#### Supplied text
+++

Former Uruguayan President José Pepe Mujica has retired from active politics but his witty statements keep making headlines, even at a time when his wife is about to undergo surgery following a domestic accident.
This time around, the leftwing leader argues that the only way to defeat drug trafficking is to leave it without a market, but he added that the world lacked the audacity for such a move, which would entail legalizing drugs.
It is very difficult because there is a lot of resentment and a lot of fear, Mujica argued.
In an interview published Sunday by Colombia's El Espectador, Mujica said that the experience in Uruguay [of legalizing marijuana] did not work better because they were very timorous. He meant cold feet.
We could now have a gross marijuana industry, but there was a lot of bureaucracy because there were contradictions. Something was done, surely much more could be done, he added.
Under Mujica (2010-2015), Uruguay pushed for the regularization of marijuana production and sales. There are currently some 64,000 people authorized to access marijuana through legal channels and 45,000 people registered to buy legal marijuana at pharmacies.
Mujica highlighted marijuana's medicinal properties but admitted Latin America was not ready to follow this path. It is very difficult because there is a lot of resentment and fear. The world does not have the audacity for that and the only way to defeat drug trafficking is to leave it without a market. Until now, what we have done is a monopoly with an exuberant profit rate that is big enough to rot everything. What are we Latin Americans going to do with a repressive policy? Nothing. I am in favor of legalizing and registering [cosumers] within public health services... I am clear: Any drug addiction is a plague that needs treatment, but we cannot do it if we continue to keep people in the underground. The money we spend on repression should be spent on recovery. Besides, drug trafficking is worse than drugs, because it fills us with violence and corruption.
The former Frente Amplio leader added that we are not going to solve it by prohibiting, but the world has prejudices, fears and we do not learn. I know I am a minority because the world is ruled by a bunch of old conservatives.
Former President Luis Alberto Lacalle Herrera (1990-1995), who stands opposite Mujica from an ideological viewpoint, concurred: Someday we will have to think of something more radical, such as legalizing them [drugs].
Because as long as it is criminal to buy and sell it, the price will be higher, and lives, killings, and fights between clans will be involved. Lacalle is the father of current President Luis Lacalle Pou.

+++

#### Material supplied

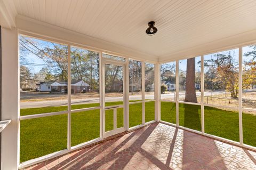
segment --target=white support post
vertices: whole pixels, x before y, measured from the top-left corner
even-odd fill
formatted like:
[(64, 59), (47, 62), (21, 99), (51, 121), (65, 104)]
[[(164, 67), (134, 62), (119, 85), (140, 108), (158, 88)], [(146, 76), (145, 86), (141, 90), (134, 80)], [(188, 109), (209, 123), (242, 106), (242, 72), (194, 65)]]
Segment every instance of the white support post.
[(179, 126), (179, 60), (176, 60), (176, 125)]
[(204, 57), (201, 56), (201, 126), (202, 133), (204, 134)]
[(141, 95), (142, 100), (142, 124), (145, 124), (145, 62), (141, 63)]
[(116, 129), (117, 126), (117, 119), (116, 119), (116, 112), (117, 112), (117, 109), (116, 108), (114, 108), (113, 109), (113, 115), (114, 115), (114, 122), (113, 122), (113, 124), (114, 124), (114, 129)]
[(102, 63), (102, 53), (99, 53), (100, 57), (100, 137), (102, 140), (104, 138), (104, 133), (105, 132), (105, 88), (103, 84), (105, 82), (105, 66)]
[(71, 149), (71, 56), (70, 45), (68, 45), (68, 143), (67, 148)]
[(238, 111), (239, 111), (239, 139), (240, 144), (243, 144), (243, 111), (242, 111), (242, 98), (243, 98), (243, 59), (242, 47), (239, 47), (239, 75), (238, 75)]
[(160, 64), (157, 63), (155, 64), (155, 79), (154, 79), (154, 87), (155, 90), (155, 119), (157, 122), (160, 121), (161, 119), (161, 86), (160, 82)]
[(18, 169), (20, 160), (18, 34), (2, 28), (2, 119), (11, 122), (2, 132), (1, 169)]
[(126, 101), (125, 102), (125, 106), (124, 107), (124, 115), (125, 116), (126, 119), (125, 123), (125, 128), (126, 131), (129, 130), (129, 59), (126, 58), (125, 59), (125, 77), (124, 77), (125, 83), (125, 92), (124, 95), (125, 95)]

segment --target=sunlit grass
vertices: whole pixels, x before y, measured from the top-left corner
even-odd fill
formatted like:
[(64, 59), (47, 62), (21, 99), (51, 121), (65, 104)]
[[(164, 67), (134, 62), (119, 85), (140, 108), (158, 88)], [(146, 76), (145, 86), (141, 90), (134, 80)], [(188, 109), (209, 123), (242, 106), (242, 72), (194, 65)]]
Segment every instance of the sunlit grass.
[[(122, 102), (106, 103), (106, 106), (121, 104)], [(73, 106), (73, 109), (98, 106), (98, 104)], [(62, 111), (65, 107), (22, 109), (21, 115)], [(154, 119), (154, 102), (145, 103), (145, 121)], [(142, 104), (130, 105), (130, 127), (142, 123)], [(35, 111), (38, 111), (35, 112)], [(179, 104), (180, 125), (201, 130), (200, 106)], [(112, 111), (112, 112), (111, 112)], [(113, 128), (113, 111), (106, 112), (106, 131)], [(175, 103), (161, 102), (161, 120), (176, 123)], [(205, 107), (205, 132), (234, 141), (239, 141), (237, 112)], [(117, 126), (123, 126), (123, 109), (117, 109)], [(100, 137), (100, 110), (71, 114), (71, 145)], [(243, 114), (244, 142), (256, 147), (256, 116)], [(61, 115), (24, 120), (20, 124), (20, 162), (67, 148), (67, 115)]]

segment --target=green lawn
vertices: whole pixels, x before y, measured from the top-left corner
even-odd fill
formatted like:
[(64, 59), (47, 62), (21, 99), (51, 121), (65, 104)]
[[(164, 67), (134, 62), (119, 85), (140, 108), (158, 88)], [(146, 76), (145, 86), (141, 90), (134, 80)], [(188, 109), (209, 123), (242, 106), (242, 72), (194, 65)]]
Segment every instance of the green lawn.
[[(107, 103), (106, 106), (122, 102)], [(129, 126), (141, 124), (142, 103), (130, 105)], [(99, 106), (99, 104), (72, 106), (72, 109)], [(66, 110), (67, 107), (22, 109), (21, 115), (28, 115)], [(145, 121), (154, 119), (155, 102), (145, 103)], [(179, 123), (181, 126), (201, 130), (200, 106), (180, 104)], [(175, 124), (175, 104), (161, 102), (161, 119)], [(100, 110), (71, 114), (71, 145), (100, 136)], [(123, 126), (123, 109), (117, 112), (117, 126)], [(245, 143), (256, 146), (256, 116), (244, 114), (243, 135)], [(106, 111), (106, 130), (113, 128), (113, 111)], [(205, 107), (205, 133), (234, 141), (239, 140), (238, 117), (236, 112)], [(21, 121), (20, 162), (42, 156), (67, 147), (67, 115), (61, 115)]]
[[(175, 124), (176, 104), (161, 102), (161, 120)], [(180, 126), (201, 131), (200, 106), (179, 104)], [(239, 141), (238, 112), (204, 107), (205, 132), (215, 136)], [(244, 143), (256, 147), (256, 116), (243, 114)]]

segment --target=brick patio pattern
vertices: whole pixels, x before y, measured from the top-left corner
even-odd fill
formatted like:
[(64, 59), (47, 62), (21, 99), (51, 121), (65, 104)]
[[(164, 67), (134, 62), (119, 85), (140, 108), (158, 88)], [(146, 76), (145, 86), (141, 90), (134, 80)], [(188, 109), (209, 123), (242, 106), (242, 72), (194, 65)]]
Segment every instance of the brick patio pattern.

+++

#### Brief 1
According to the article on Mujica and drug legalization, how many people are registered to buy legal marijuana at pharmacies in Uruguay?
#### Brief 2
From the article on Mujica and drug legalization, quote the part that opens with the words containing "Because as long" and closes with "Luis Lacalle Pou.".

#### Output 1
45,000 people.

#### Output 2
Because as long as it is criminal to buy and sell it, the price will be higher, and lives, killings, and fights between clans will be involved. Lacalle is the father of current President Luis Lacalle Pou.